- Data for this exercise:
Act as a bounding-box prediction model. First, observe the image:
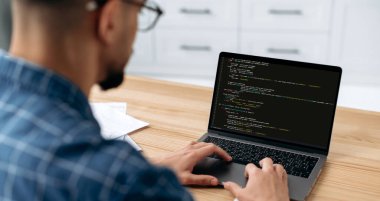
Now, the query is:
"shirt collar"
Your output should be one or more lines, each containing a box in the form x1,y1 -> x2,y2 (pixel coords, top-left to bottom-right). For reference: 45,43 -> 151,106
0,50 -> 94,119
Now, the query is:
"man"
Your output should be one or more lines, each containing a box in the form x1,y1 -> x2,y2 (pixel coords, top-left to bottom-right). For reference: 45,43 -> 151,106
0,0 -> 289,201
0,0 -> 12,49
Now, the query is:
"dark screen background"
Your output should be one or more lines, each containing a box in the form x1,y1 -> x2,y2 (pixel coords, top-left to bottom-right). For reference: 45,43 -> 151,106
210,58 -> 340,148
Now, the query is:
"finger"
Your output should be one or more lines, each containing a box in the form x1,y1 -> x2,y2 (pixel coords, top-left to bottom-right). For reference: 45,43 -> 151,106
260,157 -> 274,171
273,164 -> 286,178
192,142 -> 212,148
183,174 -> 218,186
223,181 -> 242,197
198,144 -> 232,161
244,163 -> 259,178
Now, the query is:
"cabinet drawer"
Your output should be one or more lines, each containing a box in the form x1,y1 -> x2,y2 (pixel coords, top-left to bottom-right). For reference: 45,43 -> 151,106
241,33 -> 328,63
154,0 -> 239,29
241,0 -> 333,31
130,32 -> 154,66
157,30 -> 238,76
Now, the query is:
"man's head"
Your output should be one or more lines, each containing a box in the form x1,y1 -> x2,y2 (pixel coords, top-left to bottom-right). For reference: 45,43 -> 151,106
12,0 -> 145,90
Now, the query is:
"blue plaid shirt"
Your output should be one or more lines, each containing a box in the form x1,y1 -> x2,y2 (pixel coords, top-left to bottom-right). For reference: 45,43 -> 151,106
0,51 -> 192,201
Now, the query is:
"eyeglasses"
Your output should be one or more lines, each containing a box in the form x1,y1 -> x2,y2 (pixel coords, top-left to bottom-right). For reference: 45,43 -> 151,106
86,0 -> 164,32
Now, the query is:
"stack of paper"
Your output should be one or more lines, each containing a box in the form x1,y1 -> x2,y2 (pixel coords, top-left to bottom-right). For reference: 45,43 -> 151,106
91,102 -> 149,151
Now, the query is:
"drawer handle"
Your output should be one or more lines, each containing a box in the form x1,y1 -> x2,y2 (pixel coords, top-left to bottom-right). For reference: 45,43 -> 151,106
181,45 -> 211,52
267,48 -> 301,55
180,8 -> 212,15
269,9 -> 303,16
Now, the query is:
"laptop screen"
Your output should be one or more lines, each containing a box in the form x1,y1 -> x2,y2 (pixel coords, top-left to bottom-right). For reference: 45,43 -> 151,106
209,53 -> 341,149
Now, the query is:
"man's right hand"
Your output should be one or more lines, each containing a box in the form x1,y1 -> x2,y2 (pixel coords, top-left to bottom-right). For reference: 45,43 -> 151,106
223,158 -> 289,201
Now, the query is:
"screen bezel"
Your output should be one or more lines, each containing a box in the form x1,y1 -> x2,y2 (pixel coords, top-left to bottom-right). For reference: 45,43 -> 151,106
208,52 -> 342,155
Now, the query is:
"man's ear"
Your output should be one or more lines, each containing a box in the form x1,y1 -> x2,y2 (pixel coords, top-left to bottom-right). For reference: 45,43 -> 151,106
97,1 -> 117,45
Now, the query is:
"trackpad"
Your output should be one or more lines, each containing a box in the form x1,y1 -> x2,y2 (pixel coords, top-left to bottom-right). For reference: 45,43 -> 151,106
193,157 -> 247,187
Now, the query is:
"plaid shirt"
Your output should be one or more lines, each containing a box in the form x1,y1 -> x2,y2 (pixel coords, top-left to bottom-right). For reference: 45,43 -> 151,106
0,51 -> 192,201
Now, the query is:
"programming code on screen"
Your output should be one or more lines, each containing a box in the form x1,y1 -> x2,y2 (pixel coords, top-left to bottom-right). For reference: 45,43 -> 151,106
211,58 -> 340,148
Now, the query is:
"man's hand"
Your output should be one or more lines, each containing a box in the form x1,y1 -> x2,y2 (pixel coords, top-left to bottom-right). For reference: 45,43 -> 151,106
154,142 -> 232,186
223,158 -> 289,201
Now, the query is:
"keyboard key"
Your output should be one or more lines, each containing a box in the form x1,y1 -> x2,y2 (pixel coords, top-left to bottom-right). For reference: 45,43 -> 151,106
205,137 -> 318,178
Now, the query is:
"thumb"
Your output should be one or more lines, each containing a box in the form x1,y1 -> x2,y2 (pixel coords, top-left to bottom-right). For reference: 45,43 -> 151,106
223,181 -> 242,197
183,174 -> 218,186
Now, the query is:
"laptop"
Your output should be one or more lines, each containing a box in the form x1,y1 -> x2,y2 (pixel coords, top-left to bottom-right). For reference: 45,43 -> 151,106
193,52 -> 342,200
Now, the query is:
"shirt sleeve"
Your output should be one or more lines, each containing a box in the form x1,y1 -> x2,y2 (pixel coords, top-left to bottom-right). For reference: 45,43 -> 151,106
91,140 -> 193,201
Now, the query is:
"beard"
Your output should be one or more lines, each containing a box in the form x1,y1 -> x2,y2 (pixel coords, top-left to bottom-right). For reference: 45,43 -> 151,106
99,65 -> 124,91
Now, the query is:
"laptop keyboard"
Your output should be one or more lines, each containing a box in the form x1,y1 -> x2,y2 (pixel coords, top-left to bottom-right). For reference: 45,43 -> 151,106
205,136 -> 318,178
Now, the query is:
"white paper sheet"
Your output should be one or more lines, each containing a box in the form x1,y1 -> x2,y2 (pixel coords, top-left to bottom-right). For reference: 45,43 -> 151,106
91,102 -> 149,150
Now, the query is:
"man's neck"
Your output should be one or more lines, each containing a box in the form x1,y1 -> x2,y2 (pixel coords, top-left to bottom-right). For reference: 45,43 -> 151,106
10,27 -> 99,97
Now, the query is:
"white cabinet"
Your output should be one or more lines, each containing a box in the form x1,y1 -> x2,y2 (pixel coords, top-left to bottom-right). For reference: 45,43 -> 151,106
156,29 -> 237,75
128,0 -> 380,86
241,32 -> 328,63
154,0 -> 239,30
331,0 -> 380,85
241,0 -> 333,31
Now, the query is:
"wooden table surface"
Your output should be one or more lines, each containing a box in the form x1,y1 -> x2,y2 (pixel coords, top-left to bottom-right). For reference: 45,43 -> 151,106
90,77 -> 380,201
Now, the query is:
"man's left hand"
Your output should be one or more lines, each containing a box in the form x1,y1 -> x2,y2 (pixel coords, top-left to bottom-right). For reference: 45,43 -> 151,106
154,142 -> 232,186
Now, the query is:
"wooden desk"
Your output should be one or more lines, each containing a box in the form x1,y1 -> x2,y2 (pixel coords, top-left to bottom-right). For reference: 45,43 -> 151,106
91,77 -> 380,201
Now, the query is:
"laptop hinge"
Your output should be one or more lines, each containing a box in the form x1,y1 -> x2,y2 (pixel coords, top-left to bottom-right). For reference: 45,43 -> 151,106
208,129 -> 328,156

- What you need to do: Pull together every line of the material that contains the word "shirt".

- Reply to the task:
"shirt collar"
"blue plaid shirt"
"plaid shirt"
"shirt sleeve"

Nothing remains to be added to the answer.